### EXERCICE PROPOSÉ
Recopiez s'il vous plaît en entier le texte ci-dessous sur l'école et ses enseignants, sans y apporter la moindre modification.

### TEXTE EXTRAIT
+===+
Les enseignants ne sont pas un facteur limitant ! Ils le sont quand ils ne savent pas où ils vont, parce qu’on les infantilise, parce qu’ils sont insuffisamment formés aux nouvelles réalités. S’ils se sentent considérés et s’ils pensent servir à quelque chose, ils ne regarderont pas leur montre ! D’ailleurs, ils ont plein d’idées à la base, l’école est remplie d’intelligences qui n’attendent qu’à s’exprimer.

L’école a besoin surtout de lieux de confrontation où l’on mette à plat les problèmes et où l’on invente de nouvelles approches, en interne au sein des établissements, mais aussi aux plans académique et national. Les innovations en cours ne sont pas recensées, elles ne sont pas évaluées, pas mutualisées. Nombre d’enseignants partent à la retraite, sans que leur savoir-faire ne soit engrangé. L’école n’a pas d’histoire, on recommence perpétuellement à réinventer la roue.
La démocratisation suppose plus d’échanges entre les types d’établissements pour que cette diversité soit source de plus de réussite et d’efficacité. Les établissements professionnels sont d’ailleurs plus souvent des laboratoires pour l’innovation : pourquoi ne les valorisez-vous pas plus ? Il vous faut créer les conditions d’un changement.
Tout n’est pas affaire de budget, l’argent compte mais ce n˜est pas tout, vous pouvez favoriser une culture du changement. Arrêtez d’infantiliser les enseignants par un recrutement et une notation dépassés. Formez-les et informez-les en permanence : compétences et transparence sont les marques des organisations de demain. Responsabilisez-les en promouvant la qualité, mais la qualité des résultats, des compétences acquises par les élèves, et non pas celle des directives et des programmes à exécuter…

Bien sûr, il vous faut affronter la question inévitable des programmes – et, pour commencer, la question des champs disciplinaires – qui sont également à revoir totalement, tant ils sont décalés par rapport à ce que sont les élèves et aux savoirs à maîtriser. Par ailleurs, les savoirs importants ne sont pas seulement dans les disciplines, des regards croisés ou transversaux sont à introduire, tout comme des regards sur les savoirs ou le vivre ensemble.
+===+
### EXTRAIT DES DONNÉES
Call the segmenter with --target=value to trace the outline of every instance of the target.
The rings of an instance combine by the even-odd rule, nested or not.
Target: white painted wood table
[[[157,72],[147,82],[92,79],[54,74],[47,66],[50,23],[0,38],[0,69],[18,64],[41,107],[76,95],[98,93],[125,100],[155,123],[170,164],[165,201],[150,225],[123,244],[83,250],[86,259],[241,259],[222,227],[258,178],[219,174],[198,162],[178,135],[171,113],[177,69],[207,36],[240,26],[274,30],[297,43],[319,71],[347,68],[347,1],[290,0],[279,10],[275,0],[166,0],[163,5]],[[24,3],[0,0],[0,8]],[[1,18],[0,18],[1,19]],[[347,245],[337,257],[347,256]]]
+===+
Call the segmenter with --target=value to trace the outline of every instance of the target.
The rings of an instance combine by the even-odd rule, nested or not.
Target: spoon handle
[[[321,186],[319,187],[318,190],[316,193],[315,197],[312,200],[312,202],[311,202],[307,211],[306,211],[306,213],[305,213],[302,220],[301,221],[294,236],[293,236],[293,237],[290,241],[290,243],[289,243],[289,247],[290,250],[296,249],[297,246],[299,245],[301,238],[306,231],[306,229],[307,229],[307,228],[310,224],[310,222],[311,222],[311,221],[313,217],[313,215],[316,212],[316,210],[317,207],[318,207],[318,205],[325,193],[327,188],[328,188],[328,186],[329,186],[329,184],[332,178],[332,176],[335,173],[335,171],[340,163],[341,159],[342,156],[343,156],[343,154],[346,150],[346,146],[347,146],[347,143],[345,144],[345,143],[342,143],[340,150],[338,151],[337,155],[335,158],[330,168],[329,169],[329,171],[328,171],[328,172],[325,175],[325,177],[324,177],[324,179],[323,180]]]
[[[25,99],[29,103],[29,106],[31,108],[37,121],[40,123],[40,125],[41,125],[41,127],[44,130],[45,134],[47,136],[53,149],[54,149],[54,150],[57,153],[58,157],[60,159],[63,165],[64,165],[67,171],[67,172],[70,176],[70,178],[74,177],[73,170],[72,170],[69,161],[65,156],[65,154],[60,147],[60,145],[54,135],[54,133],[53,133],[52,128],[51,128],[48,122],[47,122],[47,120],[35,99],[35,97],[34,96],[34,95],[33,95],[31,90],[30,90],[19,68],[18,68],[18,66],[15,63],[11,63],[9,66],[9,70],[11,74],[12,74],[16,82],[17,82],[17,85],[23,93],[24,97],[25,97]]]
+===+
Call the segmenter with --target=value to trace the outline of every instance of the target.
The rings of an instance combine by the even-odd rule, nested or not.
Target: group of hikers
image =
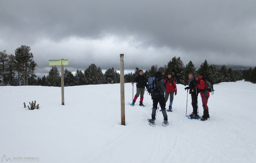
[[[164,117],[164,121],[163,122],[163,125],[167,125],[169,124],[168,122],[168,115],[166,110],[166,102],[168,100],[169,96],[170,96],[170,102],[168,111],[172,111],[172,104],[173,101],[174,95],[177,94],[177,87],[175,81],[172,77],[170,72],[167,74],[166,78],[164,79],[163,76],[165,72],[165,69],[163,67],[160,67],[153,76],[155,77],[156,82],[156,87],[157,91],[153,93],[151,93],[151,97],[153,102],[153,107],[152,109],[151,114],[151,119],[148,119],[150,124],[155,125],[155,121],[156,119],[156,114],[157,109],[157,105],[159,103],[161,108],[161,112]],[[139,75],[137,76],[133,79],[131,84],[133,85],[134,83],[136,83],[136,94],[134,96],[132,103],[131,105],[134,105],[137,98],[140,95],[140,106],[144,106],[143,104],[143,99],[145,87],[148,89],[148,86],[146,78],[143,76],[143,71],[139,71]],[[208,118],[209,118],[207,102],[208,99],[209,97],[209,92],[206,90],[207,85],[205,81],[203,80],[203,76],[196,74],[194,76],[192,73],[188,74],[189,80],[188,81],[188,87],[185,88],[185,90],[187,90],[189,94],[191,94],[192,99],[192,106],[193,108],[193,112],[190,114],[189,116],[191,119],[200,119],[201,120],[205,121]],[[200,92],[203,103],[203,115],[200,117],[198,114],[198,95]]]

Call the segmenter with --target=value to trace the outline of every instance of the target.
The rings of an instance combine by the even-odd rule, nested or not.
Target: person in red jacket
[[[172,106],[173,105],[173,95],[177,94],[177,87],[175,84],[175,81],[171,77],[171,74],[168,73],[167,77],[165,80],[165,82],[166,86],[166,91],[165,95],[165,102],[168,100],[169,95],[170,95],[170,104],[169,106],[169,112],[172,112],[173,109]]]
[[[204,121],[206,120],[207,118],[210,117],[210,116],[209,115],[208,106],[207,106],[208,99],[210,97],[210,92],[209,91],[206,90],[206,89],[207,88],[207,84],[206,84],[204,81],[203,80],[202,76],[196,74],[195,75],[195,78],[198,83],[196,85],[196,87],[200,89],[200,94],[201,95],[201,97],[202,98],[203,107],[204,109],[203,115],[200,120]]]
+===+
### RÉPONSE ATTENDUE
Les enseignants ne sont pas un facteur limitant ! Ils le sont quand ils ne savent pas où ils vont, parce qu’on les infantilise, parce qu’ils sont insuffisamment formés aux nouvelles réalités. S’ils se sentent considérés et s’ils pensent servir à quelque chose, ils ne regarderont pas leur montre ! D’ailleurs, ils ont plein d’idées à la base, l’école est remplie d’intelligences qui n’attendent qu’à s’exprimer.

L’école a besoin surtout de lieux de confrontation où l’on mette à plat les problèmes et où l’on invente de nouvelles approches, en interne au sein des établissements, mais aussi aux plans académique et national. Les innovations en cours ne sont pas recensées, elles ne sont pas évaluées, pas mutualisées. Nombre d’enseignants partent à la retraite, sans que leur savoir-faire ne soit engrangé. L’école n’a pas d’histoire, on recommence perpétuellement à réinventer la roue.
La démocratisation suppose plus d’échanges entre les types d’établissements pour que cette diversité soit source de plus de réussite et d’efficacité. Les établissements professionnels sont d’ailleurs plus souvent des laboratoires pour l’innovation : pourquoi ne les valorisez-vous pas plus ? Il vous faut créer les conditions d’un changement.
Tout n’est pas affaire de budget, l’argent compte mais ce n˜est pas tout, vous pouvez favoriser une culture du changement. Arrêtez d’infantiliser les enseignants par un recrutement et une notation dépassés. Formez-les et informez-les en permanence : compétences et transparence sont les marques des organisations de demain. Responsabilisez-les en promouvant la qualité, mais la qualité des résultats, des compétences acquises par les élèves, et non pas celle des directives et des programmes à exécuter…

Bien sûr, il vous faut affronter la question inévitable des programmes – et, pour commencer, la question des champs disciplinaires – qui sont également à revoir totalement, tant ils sont décalés par rapport à ce que sont les élèves et aux savoirs à maîtriser. Par ailleurs, les savoirs importants ne sont pas seulement dans les disciplines, des regards croisés ou transversaux sont à introduire, tout comme des regards sur les savoirs ou le vivre ensemble.